▶ [TASK A] Reproduce the listing verbatim, from the line containing "spot the rocky outcrop in the photo below" through the listing's final line, inclusive. Omit the pictures.

# Very Very Small Mafia Thrice [Day 1]



## DarkAura (Jul 6, 2011)

The sun sets over VVS Town.


*24 hours for night actions.*


----------



## DarkAura (Jul 6, 2011)

*Re: Very Very Small Mafia Thrice [Night 0]*

*KR-9 was found dead.

24 hours for lynchings.*


----------



## .... (Jul 6, 2011)

Innocent or Mafia?


----------



## DarkAura (Jul 6, 2011)

He was innocent.


----------



## Mai (Jul 6, 2011)

You have such terrible luck, *Mawile.*


----------



## Skyman (Jul 6, 2011)

I vote for *Mawile* to be lynched.


----------



## .... (Jul 6, 2011)

...

Seriously?


----------



## Zero Moment (Jul 6, 2011)

*Mawile*.

Mafia win! :D

l
l
V​


----------



## .... (Jul 6, 2011)

Mafia lovers, correct?


----------



## Zero Moment (Jul 6, 2011)

Yup


----------



## .... (Jul 6, 2011)

Dammit.


----------



## Mai (Jul 6, 2011)

I find it amusing that I've been lover/lovered with two out of the three VVS games. :D


----------



## DarkAura (Jul 26, 2011)

Mawile is lynched and Mafia + Lover win.

Queue in a sec...


----------

Excerpts of location labeling data:
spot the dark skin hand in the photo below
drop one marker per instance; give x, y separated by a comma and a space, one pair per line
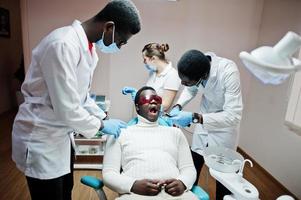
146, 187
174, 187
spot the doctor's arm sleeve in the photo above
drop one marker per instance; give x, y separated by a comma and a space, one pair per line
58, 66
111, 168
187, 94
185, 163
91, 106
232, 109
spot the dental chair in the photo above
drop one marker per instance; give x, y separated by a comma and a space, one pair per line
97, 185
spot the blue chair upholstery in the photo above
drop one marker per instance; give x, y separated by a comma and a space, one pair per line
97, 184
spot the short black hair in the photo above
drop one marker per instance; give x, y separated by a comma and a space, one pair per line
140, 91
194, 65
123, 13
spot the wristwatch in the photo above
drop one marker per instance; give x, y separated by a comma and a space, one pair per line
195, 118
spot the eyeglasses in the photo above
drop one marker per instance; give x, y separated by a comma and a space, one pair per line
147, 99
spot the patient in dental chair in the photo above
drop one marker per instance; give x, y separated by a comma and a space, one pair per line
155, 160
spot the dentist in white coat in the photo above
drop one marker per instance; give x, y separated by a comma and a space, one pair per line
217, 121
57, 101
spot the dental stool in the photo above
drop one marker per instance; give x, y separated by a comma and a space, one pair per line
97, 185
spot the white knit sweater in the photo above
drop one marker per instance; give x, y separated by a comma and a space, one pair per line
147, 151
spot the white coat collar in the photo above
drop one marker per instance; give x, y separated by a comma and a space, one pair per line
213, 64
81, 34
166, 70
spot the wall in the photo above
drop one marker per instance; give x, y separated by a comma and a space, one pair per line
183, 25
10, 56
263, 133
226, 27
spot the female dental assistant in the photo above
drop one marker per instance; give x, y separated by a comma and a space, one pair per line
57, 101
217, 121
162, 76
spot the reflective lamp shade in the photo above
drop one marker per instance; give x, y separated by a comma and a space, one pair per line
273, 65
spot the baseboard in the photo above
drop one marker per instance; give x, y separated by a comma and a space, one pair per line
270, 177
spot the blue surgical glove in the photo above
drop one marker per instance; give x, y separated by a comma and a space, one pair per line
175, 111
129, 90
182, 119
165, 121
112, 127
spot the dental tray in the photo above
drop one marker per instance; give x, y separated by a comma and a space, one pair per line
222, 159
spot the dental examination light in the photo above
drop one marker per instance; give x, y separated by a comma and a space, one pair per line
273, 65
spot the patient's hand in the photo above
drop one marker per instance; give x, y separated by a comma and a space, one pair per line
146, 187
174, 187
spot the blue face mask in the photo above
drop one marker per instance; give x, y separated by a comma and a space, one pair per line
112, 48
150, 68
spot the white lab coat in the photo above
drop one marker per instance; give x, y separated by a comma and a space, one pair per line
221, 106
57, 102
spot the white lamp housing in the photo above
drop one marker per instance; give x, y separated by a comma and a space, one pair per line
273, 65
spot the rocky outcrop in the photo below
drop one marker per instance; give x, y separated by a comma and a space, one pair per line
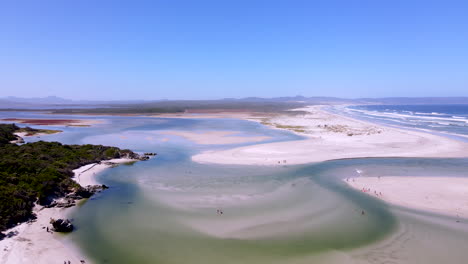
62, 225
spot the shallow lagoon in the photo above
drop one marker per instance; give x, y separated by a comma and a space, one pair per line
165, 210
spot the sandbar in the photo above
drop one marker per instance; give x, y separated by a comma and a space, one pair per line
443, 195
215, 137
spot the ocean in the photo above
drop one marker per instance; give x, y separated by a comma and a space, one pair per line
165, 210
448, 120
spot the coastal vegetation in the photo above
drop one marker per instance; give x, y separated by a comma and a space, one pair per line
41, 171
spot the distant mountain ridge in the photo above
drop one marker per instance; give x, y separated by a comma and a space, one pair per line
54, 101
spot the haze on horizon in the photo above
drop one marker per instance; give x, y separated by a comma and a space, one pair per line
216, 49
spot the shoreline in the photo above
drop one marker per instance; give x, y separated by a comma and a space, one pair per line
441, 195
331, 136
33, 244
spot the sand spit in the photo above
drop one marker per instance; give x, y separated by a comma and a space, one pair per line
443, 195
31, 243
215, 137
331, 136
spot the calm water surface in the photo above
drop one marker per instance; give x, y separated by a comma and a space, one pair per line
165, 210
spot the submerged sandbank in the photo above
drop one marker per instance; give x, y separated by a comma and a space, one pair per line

▶ [TASK B] According to the mafia game thread, which of these statements are true? Answer yes or no for each, and quote the words that decide it. (i) KR-9, who was found dead, turned out to be innocent. (ii) The game ended with the Mafia winning alone. (iii) Mai has been lover/lovered in all three VVS games.

▶ [TASK ANSWER A]
spot the rocky outcrop in the photo below
drop one marker per instance; give x, y separated by a comma and a space, one pair per line
62, 225
spot the shallow lagoon in the photo above
drop one marker per instance; give x, y separated by a comma and a space, one pair per line
165, 210
spot the sandbar in the photo above
drop one marker per instance; give x, y separated by a comma and a space, one pair per line
443, 195
215, 137
spot the ocean in the photo above
drop one marker per instance; give x, y separated by a comma and a space, one pair per line
165, 210
448, 120
spot the coastal vegetation in the photo above
drop one marker per instance; give x, y separated by a comma and a space, one pair per line
41, 171
spot the distant mountain ridge in the photo above
drop one marker per instance; give x, y separated by a comma and a space, one pair per line
54, 101
spot the haze on horizon in the photo above
drop one marker per instance; give x, y separated by a comma and a space, one pair per line
216, 49
spot the shoreline in the photo above
drop one marker per instance; give x, y separated by a comma and a space, one pair per line
441, 195
331, 136
33, 244
spot the sand spit in the photo above
drop one marker per instance; give x, y separated by a comma and a space, one pair per line
443, 195
31, 243
215, 137
331, 136
spot the calm water surface in the photo above
drop one marker per instance; give x, y separated by a comma and a space, one pair per line
165, 210
spot the submerged sandbank in the photo above
drop one marker per instance; give x, y separated by a comma and a space, one pair per line

▶ [TASK ANSWER B]
(i) Yes: "He was innocent."
(ii) No: "Mawile is lynched and Mafia + Lover win."
(iii) No: "I find it amusing that I've been lover/lovered with two out of the three VVS games."